Please transcribe the part of the COVID-19 reflection that opens with the words containing "These last weeks" and closes with "had my life there.".

== Extract to read ==
═══

Reflections on COVID-19. By Isa Villalon

Reflections on COVID-19

By Isa Villalon

These last weeks have created a shock wave that has shifted the course of most people’s lives. For me, it has been no different. After almost 7 months in Guatemala, I left in three hours. I had plans, deep friendships, community, responsibilities, loved ones, a house. I had my life there.

Just a few days earlier, we accompanied the witnesses of the genocide trails. We went to lunch. We laughed. We had a good weekend. We planned for the next week. Life seemed normal. But every day, I could feel the collective concern build a little bit more, and the future was uncertain. Monday morning, we got a notice from the embassy that the borders were going to be shut down at midnight; that the last flight out was that day. And in a whirlwind of tears and confusion I bought my ticket, packed my bags and had to leave three hours later.

I feel sadness and shame in leaving. Abandonment of my life there. A loss of community. A mourning for the ones I love. Deep concern for their safety. And I also know that this all needs to be held in perspective.

The virus is going to affect everyone, but on a sliding scale, and in vastly disproportionate ways. Here, we are all called in solidarity to quarantine. Most people, in the US and internationally, cannot quarantine. Most people cannot stop working. Most people do not have the financial capacity to stock up on two weeks of supplies. The virus will kill many, but I fear that hunger will kill more.

As of this moment, the Guatemalan government has responded by imposing a 4pm-4am curfew. All unnecessary services have been shut down, as well as all public transportation. The informal economy, where 75% of Guatemala’s workforce makes a living, has greatly slowed. Assemblies and freedom of movement have been completely restricted. As we have seen repeatedly throughout history, in times of shock comes an increase in collective care, but also an increase in militarization, capital exploitation and privatization. Although in this moment we cannot be physically present with one another, standing together has never been more important.

Although I am back in the US, I am not going to let myself skip a beat. We need to organize. We need to look out for one another. Response feels urgent, and it can only happen in community. The state will not look after those that will be most affected, here nor in Guatemala. Only we have the power to do that. Here are mutual aid networks in the Front Range area, and different relief organizations that are doing important work for undocumented, incarcerated, unhoused and other folks that do not have access to the safety nets that others do. In addition, I have been organizing with a comrade in Guatemala that is redistributing resources to those that do not have basic necessities right now – please reach out if you would like to get involved or have the capacity to donate!

Community is all we have, and is all we have ever had. It is important to remember that now more than ever. Please redistribute what you can, reach out to those you love, and remember that we are all in this together. I believe in the human spirit, in human resilience and in the power of human solidarity. Holding love for you all in the Denver Justice and Peace Committee community.

═══

== Recorded data ==
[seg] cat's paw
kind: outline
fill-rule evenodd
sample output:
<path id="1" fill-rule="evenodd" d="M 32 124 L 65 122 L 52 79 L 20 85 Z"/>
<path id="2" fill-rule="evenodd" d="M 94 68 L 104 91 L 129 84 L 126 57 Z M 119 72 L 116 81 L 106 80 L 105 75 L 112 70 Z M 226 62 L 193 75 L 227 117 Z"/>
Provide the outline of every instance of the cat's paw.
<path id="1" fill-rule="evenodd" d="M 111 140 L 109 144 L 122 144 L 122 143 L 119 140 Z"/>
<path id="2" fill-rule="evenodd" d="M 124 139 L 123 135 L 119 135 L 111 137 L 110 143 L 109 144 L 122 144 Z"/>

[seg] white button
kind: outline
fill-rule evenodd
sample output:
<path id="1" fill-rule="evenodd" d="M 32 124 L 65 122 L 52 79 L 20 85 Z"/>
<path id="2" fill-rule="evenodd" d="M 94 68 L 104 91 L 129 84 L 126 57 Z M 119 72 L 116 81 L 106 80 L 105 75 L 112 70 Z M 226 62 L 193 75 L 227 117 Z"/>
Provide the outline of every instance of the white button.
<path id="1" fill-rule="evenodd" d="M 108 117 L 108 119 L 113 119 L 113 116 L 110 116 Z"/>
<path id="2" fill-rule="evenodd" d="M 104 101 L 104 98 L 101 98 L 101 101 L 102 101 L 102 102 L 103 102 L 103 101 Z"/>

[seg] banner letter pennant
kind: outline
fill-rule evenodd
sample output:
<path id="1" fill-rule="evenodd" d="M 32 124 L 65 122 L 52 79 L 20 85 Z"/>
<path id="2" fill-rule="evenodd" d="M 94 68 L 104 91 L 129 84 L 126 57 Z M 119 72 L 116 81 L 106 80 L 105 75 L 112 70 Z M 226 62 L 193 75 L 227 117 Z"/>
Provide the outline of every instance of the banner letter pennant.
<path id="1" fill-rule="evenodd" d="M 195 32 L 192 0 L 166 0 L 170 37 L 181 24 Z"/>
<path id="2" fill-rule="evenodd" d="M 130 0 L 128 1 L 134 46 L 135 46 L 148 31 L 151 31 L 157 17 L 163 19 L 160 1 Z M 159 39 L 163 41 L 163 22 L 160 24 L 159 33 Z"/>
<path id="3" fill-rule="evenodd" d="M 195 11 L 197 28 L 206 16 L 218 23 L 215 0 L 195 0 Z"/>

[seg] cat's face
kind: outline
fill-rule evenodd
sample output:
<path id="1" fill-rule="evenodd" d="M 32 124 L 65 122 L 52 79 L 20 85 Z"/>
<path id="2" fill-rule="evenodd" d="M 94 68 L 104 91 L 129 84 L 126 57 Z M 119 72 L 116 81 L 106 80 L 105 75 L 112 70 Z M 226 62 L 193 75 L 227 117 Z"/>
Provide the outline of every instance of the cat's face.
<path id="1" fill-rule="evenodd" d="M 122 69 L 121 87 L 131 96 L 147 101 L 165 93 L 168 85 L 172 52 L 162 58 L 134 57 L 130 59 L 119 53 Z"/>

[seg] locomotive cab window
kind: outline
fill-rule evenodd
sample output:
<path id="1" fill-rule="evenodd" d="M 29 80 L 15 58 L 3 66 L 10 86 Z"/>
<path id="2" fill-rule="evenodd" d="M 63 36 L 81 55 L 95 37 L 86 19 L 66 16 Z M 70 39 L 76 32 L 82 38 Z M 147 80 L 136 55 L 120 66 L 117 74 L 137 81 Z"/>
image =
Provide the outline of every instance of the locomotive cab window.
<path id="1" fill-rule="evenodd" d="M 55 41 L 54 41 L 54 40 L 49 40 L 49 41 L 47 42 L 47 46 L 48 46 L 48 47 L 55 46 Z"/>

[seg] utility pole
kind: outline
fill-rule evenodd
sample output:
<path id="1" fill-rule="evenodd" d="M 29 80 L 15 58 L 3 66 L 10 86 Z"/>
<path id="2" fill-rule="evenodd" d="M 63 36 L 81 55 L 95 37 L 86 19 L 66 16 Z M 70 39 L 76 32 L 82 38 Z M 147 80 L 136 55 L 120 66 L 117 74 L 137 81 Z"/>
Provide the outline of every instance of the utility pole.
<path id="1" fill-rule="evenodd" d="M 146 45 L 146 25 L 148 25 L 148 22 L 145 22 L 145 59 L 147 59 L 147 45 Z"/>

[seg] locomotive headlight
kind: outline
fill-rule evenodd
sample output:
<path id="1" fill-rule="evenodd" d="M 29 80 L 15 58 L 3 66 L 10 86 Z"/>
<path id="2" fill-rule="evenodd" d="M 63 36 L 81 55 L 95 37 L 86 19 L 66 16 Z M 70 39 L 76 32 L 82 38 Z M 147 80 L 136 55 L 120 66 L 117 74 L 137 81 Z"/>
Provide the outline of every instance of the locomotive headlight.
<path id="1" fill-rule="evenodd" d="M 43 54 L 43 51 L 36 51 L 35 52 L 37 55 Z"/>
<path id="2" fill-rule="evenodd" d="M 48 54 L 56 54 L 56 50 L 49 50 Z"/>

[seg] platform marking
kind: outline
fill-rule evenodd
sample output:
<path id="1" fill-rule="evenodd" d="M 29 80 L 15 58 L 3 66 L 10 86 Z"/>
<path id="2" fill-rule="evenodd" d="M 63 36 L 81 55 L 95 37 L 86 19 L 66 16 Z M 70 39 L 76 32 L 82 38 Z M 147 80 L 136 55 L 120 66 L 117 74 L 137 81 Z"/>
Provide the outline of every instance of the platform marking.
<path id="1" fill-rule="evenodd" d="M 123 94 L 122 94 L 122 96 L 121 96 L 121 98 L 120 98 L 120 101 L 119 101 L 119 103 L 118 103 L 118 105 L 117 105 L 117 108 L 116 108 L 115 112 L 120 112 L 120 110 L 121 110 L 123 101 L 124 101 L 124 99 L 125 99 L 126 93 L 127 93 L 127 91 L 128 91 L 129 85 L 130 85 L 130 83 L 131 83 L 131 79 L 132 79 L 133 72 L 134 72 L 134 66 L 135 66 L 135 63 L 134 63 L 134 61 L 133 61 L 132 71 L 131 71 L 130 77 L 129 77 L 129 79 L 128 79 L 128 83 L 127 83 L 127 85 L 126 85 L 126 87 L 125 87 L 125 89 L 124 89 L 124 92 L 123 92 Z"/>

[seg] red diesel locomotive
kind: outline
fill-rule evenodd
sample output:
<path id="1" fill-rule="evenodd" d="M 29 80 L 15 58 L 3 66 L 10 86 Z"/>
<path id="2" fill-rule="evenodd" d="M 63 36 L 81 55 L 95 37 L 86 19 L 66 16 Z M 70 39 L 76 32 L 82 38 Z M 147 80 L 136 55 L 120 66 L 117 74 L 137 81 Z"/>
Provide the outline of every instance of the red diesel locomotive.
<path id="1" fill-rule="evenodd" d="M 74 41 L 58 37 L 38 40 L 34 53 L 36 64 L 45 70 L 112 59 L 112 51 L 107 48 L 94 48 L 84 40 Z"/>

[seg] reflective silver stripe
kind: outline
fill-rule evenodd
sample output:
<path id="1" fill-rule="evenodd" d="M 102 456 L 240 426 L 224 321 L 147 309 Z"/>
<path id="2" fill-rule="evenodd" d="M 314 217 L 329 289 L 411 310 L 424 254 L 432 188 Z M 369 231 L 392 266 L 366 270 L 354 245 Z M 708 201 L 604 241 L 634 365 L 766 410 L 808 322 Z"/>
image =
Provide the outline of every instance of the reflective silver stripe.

═══

== Response area ==
These last weeks have created a shock wave that has shifted the course of most people’s lives. For me, it has been no different. After almost 7 months in Guatemala, I left in three hours. I had plans, deep friendships, community, responsibilities, loved ones, a house. I had my life there.